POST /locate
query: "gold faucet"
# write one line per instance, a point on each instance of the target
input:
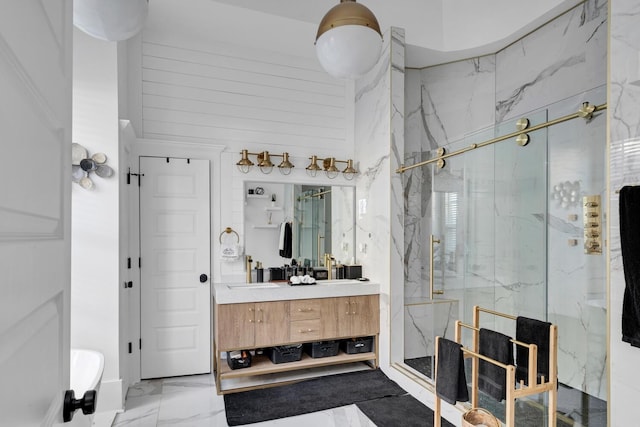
(328, 263)
(248, 265)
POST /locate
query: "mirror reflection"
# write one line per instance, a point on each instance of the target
(321, 220)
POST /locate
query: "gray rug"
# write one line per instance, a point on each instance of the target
(395, 411)
(308, 396)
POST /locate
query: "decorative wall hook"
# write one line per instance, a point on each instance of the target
(82, 165)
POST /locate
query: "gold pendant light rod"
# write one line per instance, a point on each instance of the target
(585, 112)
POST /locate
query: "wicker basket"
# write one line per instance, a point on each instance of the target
(477, 417)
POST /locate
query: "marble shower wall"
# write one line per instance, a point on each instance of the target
(564, 60)
(379, 142)
(624, 169)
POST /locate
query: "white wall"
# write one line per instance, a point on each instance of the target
(624, 169)
(202, 90)
(95, 218)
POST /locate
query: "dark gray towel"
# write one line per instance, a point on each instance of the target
(286, 251)
(492, 379)
(630, 245)
(451, 382)
(532, 331)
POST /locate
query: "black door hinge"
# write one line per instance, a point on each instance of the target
(129, 174)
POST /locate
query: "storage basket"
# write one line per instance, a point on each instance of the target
(479, 417)
(357, 345)
(285, 353)
(322, 349)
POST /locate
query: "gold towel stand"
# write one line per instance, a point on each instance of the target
(514, 390)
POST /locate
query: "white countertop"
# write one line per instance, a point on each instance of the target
(231, 293)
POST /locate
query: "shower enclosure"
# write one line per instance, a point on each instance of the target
(313, 222)
(503, 227)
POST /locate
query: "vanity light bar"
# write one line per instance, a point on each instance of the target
(263, 161)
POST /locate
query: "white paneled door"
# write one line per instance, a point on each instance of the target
(35, 206)
(175, 251)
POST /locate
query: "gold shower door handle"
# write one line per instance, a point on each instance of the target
(432, 292)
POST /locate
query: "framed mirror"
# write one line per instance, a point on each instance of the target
(321, 220)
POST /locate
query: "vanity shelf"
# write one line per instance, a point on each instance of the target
(261, 364)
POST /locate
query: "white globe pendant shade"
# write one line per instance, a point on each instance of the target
(348, 43)
(111, 20)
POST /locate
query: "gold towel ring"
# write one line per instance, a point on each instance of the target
(229, 230)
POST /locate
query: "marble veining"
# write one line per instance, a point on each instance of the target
(545, 75)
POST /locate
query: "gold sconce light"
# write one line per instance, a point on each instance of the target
(313, 168)
(330, 168)
(264, 162)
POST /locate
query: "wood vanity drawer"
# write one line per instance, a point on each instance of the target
(305, 330)
(305, 309)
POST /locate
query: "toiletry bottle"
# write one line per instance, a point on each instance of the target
(259, 272)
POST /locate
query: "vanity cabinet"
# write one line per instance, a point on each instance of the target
(357, 315)
(257, 325)
(252, 325)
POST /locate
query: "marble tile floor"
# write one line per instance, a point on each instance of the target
(192, 401)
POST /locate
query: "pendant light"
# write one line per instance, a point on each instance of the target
(110, 20)
(348, 41)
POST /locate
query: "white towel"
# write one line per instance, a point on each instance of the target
(281, 242)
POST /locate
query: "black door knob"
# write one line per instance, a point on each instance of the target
(71, 404)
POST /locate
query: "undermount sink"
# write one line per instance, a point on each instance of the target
(338, 282)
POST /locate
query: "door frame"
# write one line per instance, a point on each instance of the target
(144, 147)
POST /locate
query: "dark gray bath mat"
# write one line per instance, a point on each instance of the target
(394, 411)
(308, 396)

### Problem requirements:
Omit any images, then output the listing exactly.

### Output below:
POST /locate
query: "gold faucet"
# write one line per instance, a point on each instance of the target
input:
(328, 263)
(248, 265)
POST /locate
query: "mirror reflection"
# write one line per instance, a point on each instance of the target
(321, 220)
POST /locate
query: "gray rug"
# write one line per instance, a point on each instance of the target
(395, 411)
(308, 396)
POST /locate
query: "decorative wall hook"
# write one line per instance, a point on each instance of the target
(82, 165)
POST /locate
query: "gold pendant light rod"
# write one line per instance, a point on each instance of the target
(585, 112)
POST /locate
query: "wicker basket"
# write one line per instance, a point on each instance of the target
(477, 417)
POST /locate
query: "marble shower wall"
# write one line per instance, a point on each instance of the target
(564, 60)
(379, 142)
(624, 169)
POST /locate
query: "white wall"
# write one line per instance, a point on each instance of the target
(624, 169)
(202, 90)
(95, 218)
POST /locate
query: "dark gray towel"
# write one line per instance, a point on each instance of the target
(286, 251)
(492, 379)
(630, 245)
(451, 382)
(532, 331)
POST /locate
query: "black door hinge"
# write one line per instance, a point on each instance of the target
(129, 174)
POST /locate
query: "storage basket"
# write one line per instance, a point on each instance of the target
(479, 417)
(357, 345)
(285, 353)
(322, 349)
POST /locate
query: "gold towel stand"
# write one line per instance, a point on each instance of the target
(514, 390)
POST /locate
query: "white countertop"
# write one line per instance, a point on each instance of the target
(231, 293)
POST /locate
query: "shower enclosure"
# write one line per instance, a point on each instance of the target
(313, 222)
(503, 227)
POST /locate
query: "vanity light bar"
# write one line per instance, a point on each instance of the target
(263, 161)
POST /locate
query: "white paneled door"
# write one line per instance, a point on each instance of the target
(35, 206)
(175, 251)
POST /locate
query: "gold shower door handle"
# write one line per instance, a point on each instance of the target
(432, 292)
POST /locate
query: "framed mirror"
# write one line per instance, a point on each instance of the target
(321, 220)
POST /locate
query: "vanity shelf"
# write one line per instance, a point on each instance of the target
(261, 364)
POST /locate
query: "white globe pendant shade"
# write one line per instance, a point on each instance of the target
(348, 43)
(111, 20)
POST /locate
query: "gold towel ring"
# write one line per instance, a point on each instance of the target
(229, 230)
POST /locate
query: "marble veining"
# write one line per instance, a point on each instance of the target
(545, 75)
POST /locate
query: "gold sconce light"
# write one line per instance, a point on each instance of the target
(313, 168)
(330, 168)
(264, 162)
POST /locate
query: "wood vanity drawer"
# write one line per instance, a point on each instance of the target
(305, 330)
(305, 309)
POST /locate
query: "toiletry bottle"
# write one line per instance, a point on each instance of the target
(259, 272)
POST /locate
query: "vanity cabinet"
# write one line per instance, a point on each instance of the target
(357, 315)
(257, 325)
(252, 325)
POST /locate
query: "marble tile floor"
# write one line per instance, a point on each instance of the target
(192, 401)
POST /locate
query: "pendant light"
# write one line per instance, a point on each instance of the target
(110, 20)
(348, 41)
POST /locate
query: "white towel"
# write one line per instance, a point on each instance of the target
(281, 242)
POST /locate
query: "black door knob"
# write one line per instance, a point on each instance of the target
(71, 404)
POST /locate
query: "undermount sink"
# write one line per instance, a point on each instance of the target
(338, 282)
POST /locate
query: "door frame"
# write one line per instance, a point on each instance of the target
(144, 147)
POST /locate
query: "dark gray bath mat"
# write one line per instance, a point on each instance of the target
(394, 411)
(308, 396)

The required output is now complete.